● **PROBLEM TO SOLVE**: These records must be written out again exactly.

--- RECORD SET Enclosed Below ---

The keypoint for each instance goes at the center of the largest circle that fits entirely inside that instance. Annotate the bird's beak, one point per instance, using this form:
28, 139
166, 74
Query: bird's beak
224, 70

--- End of Enclosed RECORD SET ---

● **THE COMPLETED TASK**:
The keypoint for each instance goes at the center of the largest circle that fits entirely inside that instance. Annotate the bird's beak, one point per instance, using this form:
28, 139
166, 74
Query: bird's beak
224, 70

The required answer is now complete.